* _Task item_
Could you find each line of the data below that contains the word "house" and copy those lines?

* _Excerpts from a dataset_
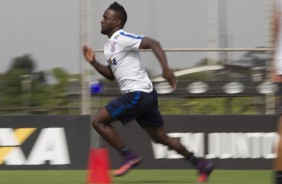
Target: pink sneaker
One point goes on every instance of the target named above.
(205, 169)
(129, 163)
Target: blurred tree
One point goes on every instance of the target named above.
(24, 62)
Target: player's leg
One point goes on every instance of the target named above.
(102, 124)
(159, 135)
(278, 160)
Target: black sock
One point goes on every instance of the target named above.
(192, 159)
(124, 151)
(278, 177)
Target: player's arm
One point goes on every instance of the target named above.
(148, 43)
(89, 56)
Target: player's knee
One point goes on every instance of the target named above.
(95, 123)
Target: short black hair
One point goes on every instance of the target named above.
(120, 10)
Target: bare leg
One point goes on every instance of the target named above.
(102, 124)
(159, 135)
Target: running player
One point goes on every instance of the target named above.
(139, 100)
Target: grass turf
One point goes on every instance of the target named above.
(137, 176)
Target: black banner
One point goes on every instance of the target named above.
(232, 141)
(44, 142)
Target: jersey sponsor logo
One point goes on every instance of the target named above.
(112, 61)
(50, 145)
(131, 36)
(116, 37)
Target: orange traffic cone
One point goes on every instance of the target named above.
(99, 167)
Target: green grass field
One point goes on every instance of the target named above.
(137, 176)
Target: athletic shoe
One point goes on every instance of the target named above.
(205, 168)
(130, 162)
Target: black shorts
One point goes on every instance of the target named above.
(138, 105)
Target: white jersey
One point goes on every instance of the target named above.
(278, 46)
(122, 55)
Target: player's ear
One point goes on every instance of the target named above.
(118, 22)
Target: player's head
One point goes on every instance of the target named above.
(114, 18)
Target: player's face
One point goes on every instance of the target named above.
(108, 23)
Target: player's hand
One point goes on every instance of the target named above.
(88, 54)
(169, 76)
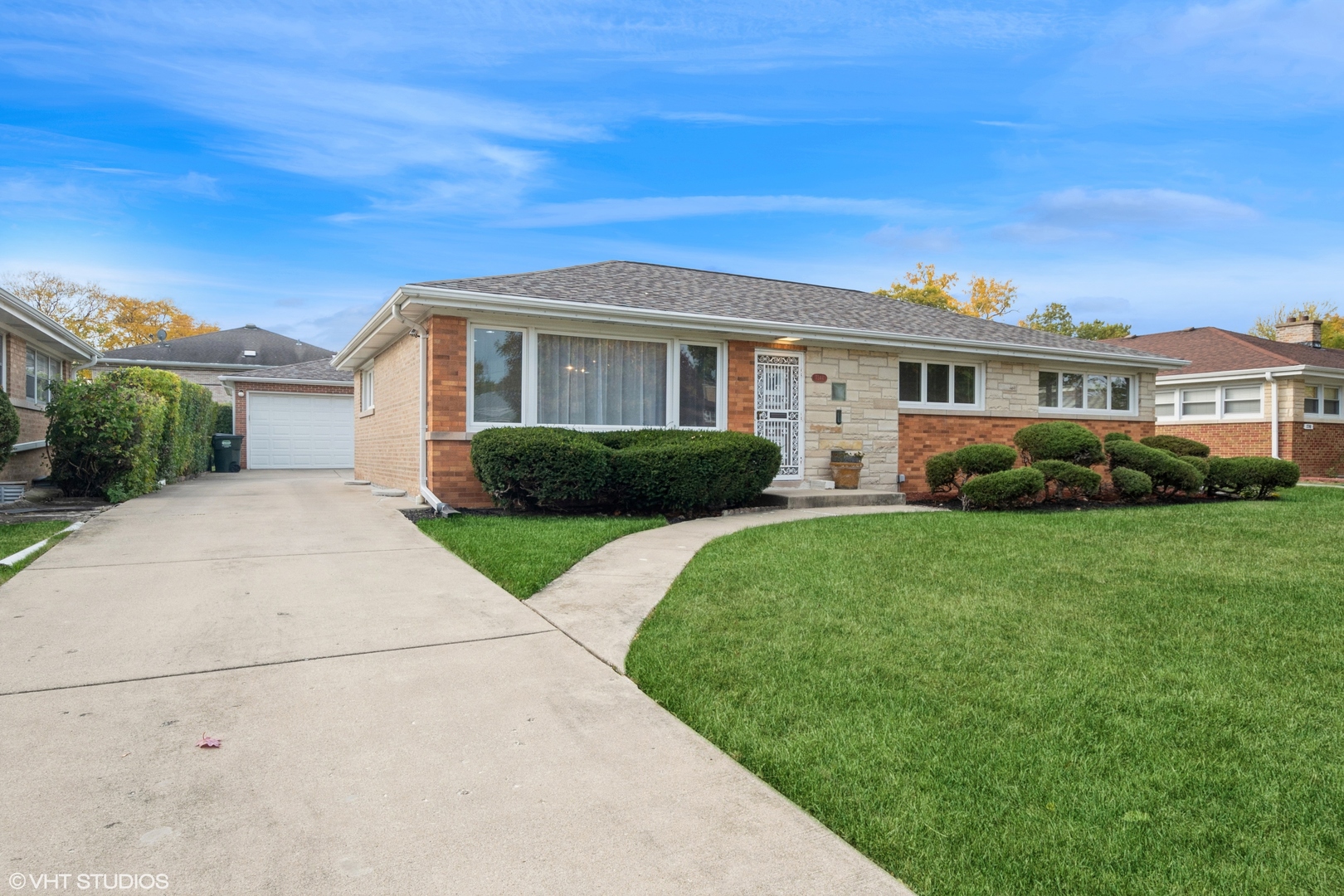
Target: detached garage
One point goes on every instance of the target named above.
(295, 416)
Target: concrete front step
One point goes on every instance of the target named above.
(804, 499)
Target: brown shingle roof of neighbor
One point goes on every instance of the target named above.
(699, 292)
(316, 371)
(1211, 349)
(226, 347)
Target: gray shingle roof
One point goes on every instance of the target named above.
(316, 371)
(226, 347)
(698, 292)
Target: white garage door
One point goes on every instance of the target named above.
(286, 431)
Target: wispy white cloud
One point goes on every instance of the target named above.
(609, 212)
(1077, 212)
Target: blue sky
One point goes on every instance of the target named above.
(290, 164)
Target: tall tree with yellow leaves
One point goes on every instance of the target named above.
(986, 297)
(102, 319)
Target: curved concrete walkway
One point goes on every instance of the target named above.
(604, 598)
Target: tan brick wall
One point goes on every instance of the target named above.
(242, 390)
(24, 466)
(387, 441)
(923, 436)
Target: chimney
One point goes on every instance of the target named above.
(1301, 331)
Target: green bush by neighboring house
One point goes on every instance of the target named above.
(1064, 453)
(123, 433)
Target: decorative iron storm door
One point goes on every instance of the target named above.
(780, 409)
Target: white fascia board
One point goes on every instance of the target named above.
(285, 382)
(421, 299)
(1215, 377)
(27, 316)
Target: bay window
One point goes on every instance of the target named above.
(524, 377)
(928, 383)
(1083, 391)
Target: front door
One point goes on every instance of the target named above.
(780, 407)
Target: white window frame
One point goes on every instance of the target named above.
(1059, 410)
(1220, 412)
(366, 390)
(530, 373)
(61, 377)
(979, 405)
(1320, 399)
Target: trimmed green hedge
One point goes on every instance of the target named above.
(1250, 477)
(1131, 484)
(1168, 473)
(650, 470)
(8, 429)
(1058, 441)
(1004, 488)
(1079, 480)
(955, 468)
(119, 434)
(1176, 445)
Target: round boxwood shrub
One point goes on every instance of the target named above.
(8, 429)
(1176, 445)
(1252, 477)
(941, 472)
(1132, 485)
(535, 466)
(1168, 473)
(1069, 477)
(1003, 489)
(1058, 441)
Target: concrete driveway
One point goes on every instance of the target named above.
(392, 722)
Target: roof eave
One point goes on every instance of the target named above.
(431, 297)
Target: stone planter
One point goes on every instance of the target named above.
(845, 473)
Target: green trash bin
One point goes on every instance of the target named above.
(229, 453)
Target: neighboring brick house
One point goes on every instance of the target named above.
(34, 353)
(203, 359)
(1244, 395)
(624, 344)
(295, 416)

* _Response below_
Target: green bush by neighboring house
Target: neighboring brick house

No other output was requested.